PAGE EXTRACT:

According to the prediction time scale, photovoltaic forecasting can be divided into ultra-short term, short term, medium term, and long term [6]. Among them, medium- and long-term forecasts often exhibit significant errors due to weather fluctuations and error accumulation. On the other hand, short-term and ultra-short-term forecasts demonstrate higher accuracy, providing assurance for the real-time scheduling of the power system [7]. Currently, the methods for photovoltaic power forecasting can be primarily categorized into three types: physical models, statistical models, and artificial intelligence models [8,9,10,11,12].
Physical methods are a type of predictive approach based on theoretical simulation models. They do not rely on historical data but instead combine numerical weather prediction (NWP) [13] with the installation characteristics of photovoltaic devices, such as the solar panel tilt angle and conversion efficiency, to forecast photovoltaic power generation. NWP is a mathematical model based on fluid mechanics and thermodynamics, incorporating observational data from satellites, radars, and weather stations to simulate the evolution of the atmosphere. However, due to the heavy reliance on NWP, physical methods suffer from longer intervals in generating meteorological data and require substantial time and computational resources, thereby limiting their application in short-term photovoltaic power prediction [14].

Named object pointing entries
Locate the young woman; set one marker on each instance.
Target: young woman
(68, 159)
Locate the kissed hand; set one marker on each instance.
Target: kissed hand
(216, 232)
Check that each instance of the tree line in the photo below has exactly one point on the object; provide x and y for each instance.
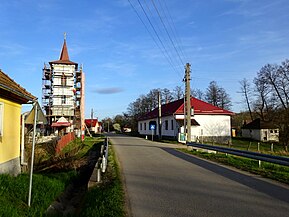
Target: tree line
(267, 97)
(214, 94)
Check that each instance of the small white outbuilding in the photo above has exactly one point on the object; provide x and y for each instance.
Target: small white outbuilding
(208, 123)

WHAT TO WORK ON:
[a] Answer these from the photovoltaic forecasting passage:
(i) Which forecasts often exhibit significant errors?
(ii) What three types of photovoltaic power forecasting methods does the passage name?
(iii) On which two fields is NWP based as a mathematical model?
[b] In the photovoltaic forecasting passage, write out everything from "Physical methods are" down to "power prediction [14].".
[c] Extend the passage on photovoltaic power forecasting methods past its final sentence.

EXPECTED RESPONSES:
[a]
(i) Medium- and long-term forecasts.
(ii) Physical models, statistical models, and artificial intelligence models.
(iii) Fluid mechanics and thermodynamics.

[b]
Physical methods are a type of predictive approach based on theoretical simulation models. They do not rely on historical data but instead combine numerical weather prediction (NWP) [13] with the installation characteristics of photovoltaic devices, such as the solar panel tilt angle and conversion efficiency, to forecast photovoltaic power generation. NWP is a mathematical model based on fluid mechanics and thermodynamics, incorporating observational data from satellites, radars, and weather stations to simulate the evolution of the atmosphere. However, due to the heavy reliance on NWP, physical methods suffer from longer intervals in generating meteorological data and require substantial time and computational resources, thereby limiting their application in short-term photovoltaic power prediction [14].

[c]
Statistical methods, such as fuzzy theory [15], gray theory [16], Markov chains (MCs) [17], linear regression [18], and autoregressive (AR) [19] models, are commonly used to reveal mathematical relationships within data, often assuming linearity. These traditional techniques are widely employed in analyzing historical data to establish prediction models. However, they have limitations when dealing with nonlinear relationships and complex time-series data. Their effectiveness in extracting deep-level features is inadequate, and the dynamic and non-periodic characteristics of photovoltaic data make it more challenging to establish accurate prediction models using statistical methods. The unstable relationship between inputs and outputs may lead to less accurate performance when making predictions under extreme weather conditions [20].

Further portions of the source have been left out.